» Explore the material:
A - Please reproduce the passage on George Bush's foreign policy word for word, from "The fact is, George" up to and including "did he invade.".
B - Continue the passage on George Bush's foreign policy from its final sentence.

» Provided text:
▬▬▬

The fact is, George Bush has always been a pragmatist. This is not the first time he has watched from the sidelines as foreign despots trod on human rights. He stood by in 1989 as the Chinese crushed the pro-democracy movement in Tiananmen Square. He stayed silent as Lithuania tried to struggle free of the Soviet Union. Even in Panama, he did little as Gen. Manuel Noriega brutalized his people. Only when American lives were at stake did he invade.
In his first two years in office, Bush has practiced realpolitik as coldly as Lord Palmerston, the 19th-century British statesman who said that nations have no friends, only interests. Bush worries first about American interests, and only second about abstract notions of democracy and freedom. The confusion comes because Bush sometimes cloaks American aims in pieties about moral purpose. Bush is a product of the old foreign-policy establishment that always tried to provide a moral justification for its hard-nosed policies. Over time, of course, the establishment came to believe its own rhetoric. When John Kennedy vowed that the United States would “pay any price, bear any burden” to defend freedom, he set the country down the road to Vietnam.
Despite his expansive talk about a “new world order,” Bush reflects the more sober post-Vietnam view that the writ of Pax Americana does not run everywhere. He subscribes to the view of elder statesman George Ball, who once wrote that “God watched over every little sparrow that fell,” and the United States “could not compete with Him.” Bush regards Iraq as another potential quagmire. He doesn’t want to see the United States drawn into a civil war. Most Americans, Bush says, don’t want to sacrifice American lives to save Kurds and Shiites. So far the polls support this judgment: a NEWSWEEK Poll found only 27 percent in favor of military action to help the Iraqi rebels. A splintered Iraq, Bush believes, would just destabilize the region.
Bush is not insensitive, say his aides. “The president truly feels for these poor Iraqis,” says one adviser. “But he believes there is little he can do to help them.” Last week Bush belatedly requested a $10 million relief effort to aid the thousands of refugees fleeing Saddam’s Army. Air Force cargo planes will parachute food and medicine into the region, and the United States will establish a military hospital on the southern Turkish border to handle casualties inflicted by Saddam’s crackdown. Quickly thrown together, the aid program was designed as much to quiet critics of administration policy as it was to help the refugees. Earlier in the week State Department officials held largely symbolic meetings with Kurd and Shiite leaders. At the weekend Secretary of State James Baker flew off to visit the Turkish border. Through it all, Bush vowed not to send U.S. forces back into combat.

▬▬▬

» Entries supplied:
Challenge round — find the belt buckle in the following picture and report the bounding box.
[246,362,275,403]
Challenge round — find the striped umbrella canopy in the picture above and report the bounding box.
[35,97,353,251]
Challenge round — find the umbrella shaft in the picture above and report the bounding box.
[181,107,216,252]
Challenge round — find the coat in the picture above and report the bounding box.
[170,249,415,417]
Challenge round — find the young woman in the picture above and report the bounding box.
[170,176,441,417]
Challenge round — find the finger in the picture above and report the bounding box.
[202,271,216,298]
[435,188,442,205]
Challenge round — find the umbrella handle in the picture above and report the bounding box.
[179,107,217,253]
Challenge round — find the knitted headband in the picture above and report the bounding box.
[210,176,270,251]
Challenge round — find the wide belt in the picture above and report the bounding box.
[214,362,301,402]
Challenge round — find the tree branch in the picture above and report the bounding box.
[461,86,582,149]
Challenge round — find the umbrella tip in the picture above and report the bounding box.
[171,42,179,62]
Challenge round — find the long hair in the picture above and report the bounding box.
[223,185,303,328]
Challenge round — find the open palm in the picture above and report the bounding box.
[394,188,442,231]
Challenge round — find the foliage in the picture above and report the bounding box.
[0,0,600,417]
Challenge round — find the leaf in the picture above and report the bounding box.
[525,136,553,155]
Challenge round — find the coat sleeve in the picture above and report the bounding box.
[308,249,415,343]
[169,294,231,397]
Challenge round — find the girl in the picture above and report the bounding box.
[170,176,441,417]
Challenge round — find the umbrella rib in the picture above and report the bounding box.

▬▬▬

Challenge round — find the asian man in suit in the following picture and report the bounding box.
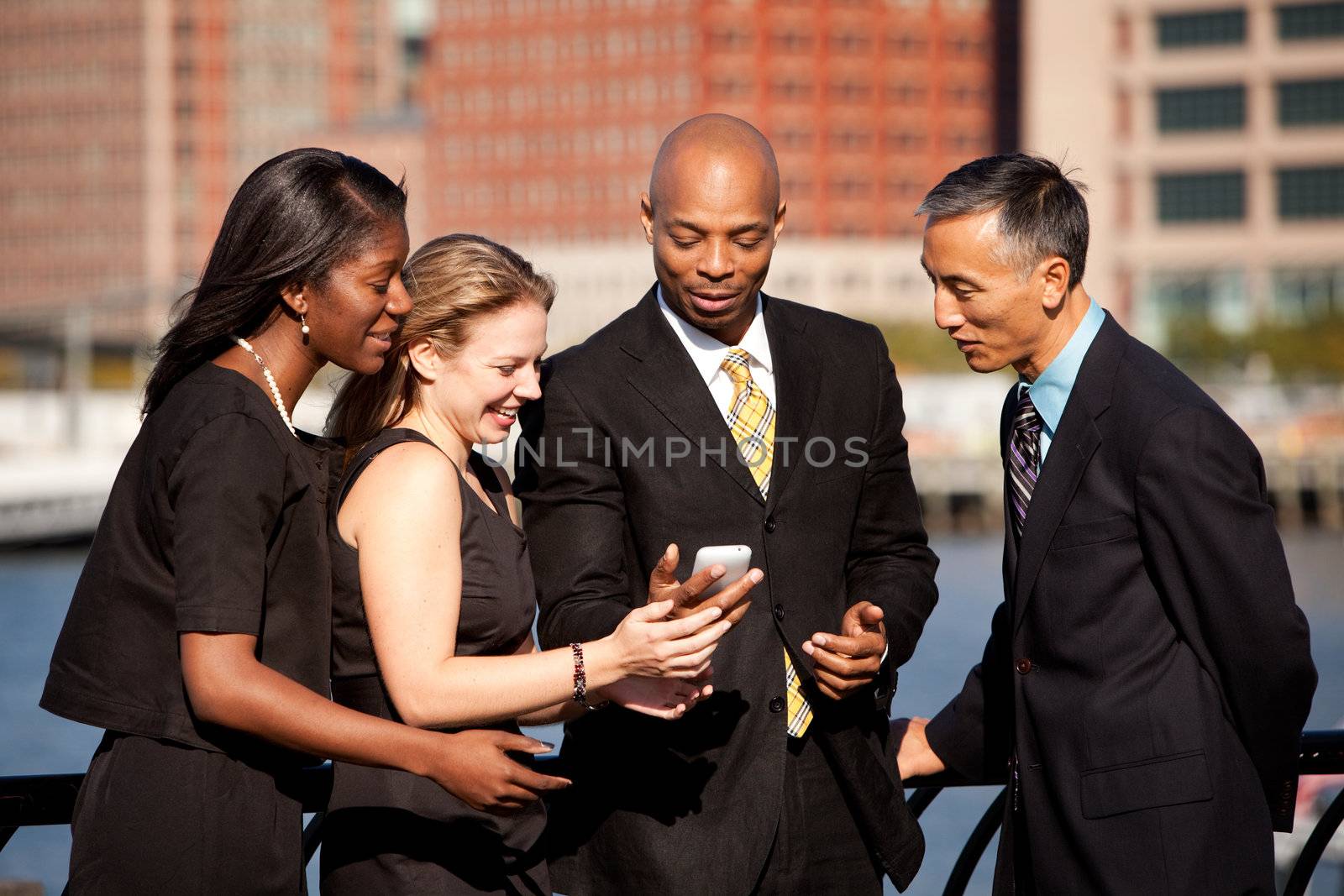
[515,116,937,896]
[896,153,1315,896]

▬▬▬

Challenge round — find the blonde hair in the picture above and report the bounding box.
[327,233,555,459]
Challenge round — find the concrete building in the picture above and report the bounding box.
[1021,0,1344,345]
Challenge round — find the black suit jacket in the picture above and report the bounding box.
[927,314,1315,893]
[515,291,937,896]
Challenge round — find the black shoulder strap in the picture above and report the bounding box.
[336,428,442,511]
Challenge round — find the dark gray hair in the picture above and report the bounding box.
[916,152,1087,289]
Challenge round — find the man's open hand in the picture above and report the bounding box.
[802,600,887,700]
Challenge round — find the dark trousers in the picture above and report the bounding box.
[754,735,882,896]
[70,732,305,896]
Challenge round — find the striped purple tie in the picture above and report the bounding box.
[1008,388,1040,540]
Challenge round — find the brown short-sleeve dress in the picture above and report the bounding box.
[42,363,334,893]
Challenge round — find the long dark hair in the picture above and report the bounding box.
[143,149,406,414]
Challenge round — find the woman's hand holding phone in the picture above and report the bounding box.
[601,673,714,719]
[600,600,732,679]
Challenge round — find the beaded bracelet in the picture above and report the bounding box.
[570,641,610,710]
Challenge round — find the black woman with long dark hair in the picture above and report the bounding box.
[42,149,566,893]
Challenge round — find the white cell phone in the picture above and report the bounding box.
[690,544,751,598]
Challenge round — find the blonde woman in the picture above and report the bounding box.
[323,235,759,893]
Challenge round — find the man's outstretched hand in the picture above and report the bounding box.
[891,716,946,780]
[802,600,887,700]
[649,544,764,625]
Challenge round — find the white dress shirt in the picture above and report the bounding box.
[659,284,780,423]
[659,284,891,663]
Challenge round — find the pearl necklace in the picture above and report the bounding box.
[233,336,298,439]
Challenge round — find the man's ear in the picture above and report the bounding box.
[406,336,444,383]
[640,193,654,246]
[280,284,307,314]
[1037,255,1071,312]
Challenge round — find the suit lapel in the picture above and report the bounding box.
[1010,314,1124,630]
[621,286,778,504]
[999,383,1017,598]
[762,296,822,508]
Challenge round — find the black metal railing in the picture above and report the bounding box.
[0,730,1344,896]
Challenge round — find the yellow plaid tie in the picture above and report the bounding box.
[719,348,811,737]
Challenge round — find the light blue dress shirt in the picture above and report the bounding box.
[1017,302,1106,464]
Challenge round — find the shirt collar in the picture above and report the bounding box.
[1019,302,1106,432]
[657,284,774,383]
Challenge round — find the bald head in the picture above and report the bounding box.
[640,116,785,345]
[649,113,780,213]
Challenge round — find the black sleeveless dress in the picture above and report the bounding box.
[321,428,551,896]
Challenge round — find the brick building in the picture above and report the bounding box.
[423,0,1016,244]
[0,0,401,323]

▬▬▬

» Exercise results:
A -
The fact is, George Bush has always been a pragmatist. This is not the first time he has watched from the sidelines as foreign despots trod on human rights. He stood by in 1989 as the Chinese crushed the pro-democracy movement in Tiananmen Square. He stayed silent as Lithuania tried to struggle free of the Soviet Union. Even in Panama, he did little as Gen. Manuel Noriega brutalized his people. Only when American lives were at stake did he invade.

B -
Bush seemed testy last week, jabbing his finger at a wire-service reporter who had compared his policy in Iraq to the Bay of Pigs in 1961, when the United States abandoned a force of Cuban freedom fighters trying to overthrow Castro. The president can be thin-skinned when he thinks the press is impugning his integrity. And he clearly had difficulty articulating his belief that once the revolt subsides, the ruling Baath Party or the Army will knock off Saddam. Bush is never comfortable in the bully pulpit, and he fears the public would fail to grasp the harsh logic of letting Saddam crush the revolt so the Iraqi Army can in turn overthrow Saddam.
Nonetheless, “the president isn’t losing any sleep over this,” says a confidant. Bush possesses his own inner righteousness, a belief that he knows best, at least when it comes to foreign policy. His privileged background and long resume have given him a sense of moral certainty peculiar to his class and generation. Challenged last week for giving only lip service to the Lithuanians and the Kurds, Bush snapped, “I think I was right in 1989, and I think I’m right now.”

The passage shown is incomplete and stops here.